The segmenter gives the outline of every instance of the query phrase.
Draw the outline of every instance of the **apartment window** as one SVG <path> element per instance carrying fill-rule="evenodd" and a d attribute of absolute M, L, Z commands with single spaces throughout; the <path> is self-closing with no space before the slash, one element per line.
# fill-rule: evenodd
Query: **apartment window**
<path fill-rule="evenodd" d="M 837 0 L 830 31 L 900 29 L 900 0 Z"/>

···

§ **WHAT IS NEEDED**
What you return should match the data character for character.

§ **ANSWER TO THE EXERCISE**
The segmenter gives the outline of every instance of the query phrase.
Draw the outline of every instance of the **apartment window** as one SVG <path> element per instance carrying fill-rule="evenodd" and a d attribute of absolute M, L, Z commands with single spaces throughout; the <path> is self-closing with no space before the slash, one element per line.
# fill-rule: evenodd
Query: **apartment window**
<path fill-rule="evenodd" d="M 837 0 L 830 31 L 900 29 L 900 0 Z"/>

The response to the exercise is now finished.